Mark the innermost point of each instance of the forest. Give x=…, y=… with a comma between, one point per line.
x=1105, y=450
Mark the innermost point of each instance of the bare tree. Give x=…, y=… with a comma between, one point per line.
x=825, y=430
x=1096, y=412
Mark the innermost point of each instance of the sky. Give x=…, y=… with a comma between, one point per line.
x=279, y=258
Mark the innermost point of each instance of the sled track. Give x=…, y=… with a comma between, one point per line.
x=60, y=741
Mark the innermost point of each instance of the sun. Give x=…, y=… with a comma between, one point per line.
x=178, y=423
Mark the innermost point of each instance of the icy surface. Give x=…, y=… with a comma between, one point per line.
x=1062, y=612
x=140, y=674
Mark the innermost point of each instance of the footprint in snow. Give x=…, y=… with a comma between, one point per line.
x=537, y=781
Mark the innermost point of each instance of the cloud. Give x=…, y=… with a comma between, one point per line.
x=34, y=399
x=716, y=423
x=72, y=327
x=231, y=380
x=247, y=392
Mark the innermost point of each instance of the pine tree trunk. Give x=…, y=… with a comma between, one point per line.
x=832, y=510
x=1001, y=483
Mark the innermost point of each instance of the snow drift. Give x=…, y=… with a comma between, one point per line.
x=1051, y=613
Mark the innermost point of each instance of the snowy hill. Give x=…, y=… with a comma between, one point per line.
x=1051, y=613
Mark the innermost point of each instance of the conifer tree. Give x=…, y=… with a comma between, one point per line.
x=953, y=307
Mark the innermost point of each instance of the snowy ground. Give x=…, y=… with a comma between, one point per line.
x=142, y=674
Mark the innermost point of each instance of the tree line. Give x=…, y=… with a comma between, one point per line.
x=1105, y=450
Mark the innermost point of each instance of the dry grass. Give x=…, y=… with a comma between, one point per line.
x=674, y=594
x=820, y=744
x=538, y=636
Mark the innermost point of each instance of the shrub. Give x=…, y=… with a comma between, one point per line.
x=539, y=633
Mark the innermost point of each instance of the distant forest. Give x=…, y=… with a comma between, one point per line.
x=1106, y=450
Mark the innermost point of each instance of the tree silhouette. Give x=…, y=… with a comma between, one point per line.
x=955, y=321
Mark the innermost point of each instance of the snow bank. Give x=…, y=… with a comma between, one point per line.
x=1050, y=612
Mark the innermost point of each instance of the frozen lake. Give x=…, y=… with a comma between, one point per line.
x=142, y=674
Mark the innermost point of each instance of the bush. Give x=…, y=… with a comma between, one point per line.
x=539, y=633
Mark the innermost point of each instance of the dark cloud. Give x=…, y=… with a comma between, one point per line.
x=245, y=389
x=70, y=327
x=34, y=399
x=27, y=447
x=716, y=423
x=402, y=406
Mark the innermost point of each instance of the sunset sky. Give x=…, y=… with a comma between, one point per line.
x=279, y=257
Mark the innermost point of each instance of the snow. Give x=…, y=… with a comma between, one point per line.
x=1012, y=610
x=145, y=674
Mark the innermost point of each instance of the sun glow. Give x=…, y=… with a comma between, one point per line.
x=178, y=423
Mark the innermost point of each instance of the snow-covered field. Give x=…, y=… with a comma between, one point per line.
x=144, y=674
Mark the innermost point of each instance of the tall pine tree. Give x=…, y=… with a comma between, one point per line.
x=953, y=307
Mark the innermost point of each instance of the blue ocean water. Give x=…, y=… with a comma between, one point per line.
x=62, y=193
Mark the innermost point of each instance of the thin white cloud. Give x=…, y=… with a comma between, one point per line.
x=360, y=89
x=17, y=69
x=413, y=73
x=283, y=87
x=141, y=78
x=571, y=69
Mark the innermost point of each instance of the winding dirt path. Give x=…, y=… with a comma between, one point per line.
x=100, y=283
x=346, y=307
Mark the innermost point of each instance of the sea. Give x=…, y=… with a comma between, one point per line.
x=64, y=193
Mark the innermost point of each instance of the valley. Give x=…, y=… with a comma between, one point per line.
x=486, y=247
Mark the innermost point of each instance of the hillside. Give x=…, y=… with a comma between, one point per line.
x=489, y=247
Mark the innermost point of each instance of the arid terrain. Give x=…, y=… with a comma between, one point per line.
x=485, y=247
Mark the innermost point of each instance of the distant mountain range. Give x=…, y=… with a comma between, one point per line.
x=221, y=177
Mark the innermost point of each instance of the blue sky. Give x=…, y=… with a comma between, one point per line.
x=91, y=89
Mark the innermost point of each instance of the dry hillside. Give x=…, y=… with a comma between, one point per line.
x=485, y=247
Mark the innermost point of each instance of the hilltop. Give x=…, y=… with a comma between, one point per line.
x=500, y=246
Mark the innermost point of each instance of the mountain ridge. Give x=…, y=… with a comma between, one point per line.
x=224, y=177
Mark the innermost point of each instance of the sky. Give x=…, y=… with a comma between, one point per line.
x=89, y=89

• Directions for this task:
Please print each entry once more, exactly as it reads.

• Answer to this task:
Mark the innermost point of each instance of the forest. Give x=…, y=… with a comma between, one point per line.
x=1105, y=450
Mark the innermost point of each instance of the bare tree. Give x=…, y=… with a comma between, one point per line.
x=825, y=430
x=1096, y=412
Mark the innermost point of each instance of the sky. Give x=…, y=… with a comma between, one point per line.
x=279, y=258
Mark the innermost point of each instance of the sled track. Give x=…, y=… with a comma between, one point per line.
x=60, y=741
Mark the innermost point of each instance of the sun. Give x=…, y=… with a comma between, one point per line.
x=178, y=423
Mark the innermost point of each instance of the icy surface. Give x=…, y=… with a comma between, one point per line.
x=1062, y=612
x=140, y=674
Mark the innermost point of each instance of the footprint in snow. Give x=…, y=… with a comma between, one point per line.
x=537, y=781
Mark the innermost point of each instance of the cloud. Give x=…, y=… with a comma between, one point per line.
x=34, y=399
x=716, y=423
x=72, y=327
x=231, y=380
x=247, y=392
Mark the innermost point of each instance of the pine tree trunk. Give x=…, y=… with a comma between, one point per line.
x=832, y=510
x=1001, y=483
Mark the innermost point of each instance of the snow drift. Give x=…, y=… with a comma between, one point per line.
x=1051, y=613
Mark the innermost point of each instance of the snowy hill. Give x=…, y=… with a comma between, one point per line.
x=1051, y=613
Mark the innermost point of each instance of the conifer tree. Give x=…, y=… with a comma between, one point per line.
x=953, y=307
Mark the innermost point of each instance of the snowy ground. Give x=…, y=… with a comma between, one point per line.
x=142, y=674
Mark the innermost point of each instance of the tree line. Give x=…, y=… with a comma between, one point per line.
x=1105, y=450
Mark the innermost point of each instance of the dry grass. Give x=…, y=… with a comma between, one point per line.
x=674, y=594
x=820, y=744
x=538, y=636
Mark the innermost point of each instance of the shrub. Give x=…, y=… with a comma between, one point per line.
x=539, y=633
Mark the innermost point of each instance of the distant forest. Give x=…, y=… with a comma between, one point per line.
x=1106, y=450
Mark the innermost point of each instance of the tree silhouette. Give x=…, y=… with a comma between, one point per line.
x=955, y=321
Mark the innermost point of each instance of the snow bank. Give x=…, y=… with a comma between, one point per line.
x=1050, y=612
Mark the innermost point of each instance of the frozen lake. Give x=…, y=… with a comma between, one point per line.
x=142, y=674
Mark the innermost point of each instance of the bush. Give x=…, y=… with a comma between, one point per line.
x=539, y=633
Mark the innermost point of each instance of the dark cloud. Give x=…, y=… with a comma between, one point per line.
x=245, y=389
x=70, y=327
x=34, y=399
x=27, y=447
x=716, y=423
x=402, y=406
Mark the innermost point of each instance of the sunset sky. Give x=…, y=… with a comma between, one point per line.
x=279, y=257
Mark the innermost point of each instance of the snow. Give x=…, y=… with a comma between, one point per line.
x=1012, y=610
x=145, y=674
Mark the innermost point of each instance of the sun glow. Give x=…, y=… with a comma between, one point per line.
x=178, y=423
Mark the innermost point of each instance of the snow-covered field. Give x=…, y=… with a comma between, one point per line.
x=144, y=674
Mark the innermost point of each instance of the tall pine tree. Give x=…, y=… with a comma between, one point per line.
x=953, y=307
Mark the innermost point of each instance of the blue ocean water. Give x=…, y=… with a comma between, one point per line.
x=62, y=193
Mark the innermost point of each instance of the thin white cloud. Give x=…, y=… with a comma between, one point per line.
x=360, y=89
x=17, y=69
x=413, y=73
x=283, y=87
x=141, y=78
x=571, y=69
Mark the innermost point of each instance of the winding dirt path. Give x=…, y=… with a comma between, one point per line.
x=100, y=283
x=346, y=307
Mark the innermost point of each instance of the sea. Give x=…, y=… with a comma between, one point per line.
x=64, y=193
Mark the innermost point of each instance of the valley. Give x=…, y=… with a comma between, one point per line.
x=486, y=247
Mark the innermost point of each instance of the hillside. Give x=…, y=… with a comma between, one point per line.
x=489, y=247
Mark the innermost point of each instance of the arid terrain. Give x=…, y=… with a comma between, one point per line.
x=485, y=247
Mark the innermost point of each instance of the distant mountain range. Give x=…, y=… with a comma between, one point per line.
x=221, y=177
Mark the innermost point of each instance of the blue sky. Give x=…, y=… with a comma between, one point per line.
x=91, y=89
Mark the innermost point of each instance of the dry hillside. Give x=…, y=… with a comma between, one point per line.
x=485, y=247
Mark the innermost point of each instance of the hilltop. Give x=…, y=… with a comma between, one point per line.
x=500, y=246
Mark the innermost point of each instance of the mountain ridge. Give x=…, y=… with a comma between, one point per line.
x=224, y=177
Mark the innermost point of each instance of the sky. Give x=…, y=… with a comma between, one point per line.
x=89, y=89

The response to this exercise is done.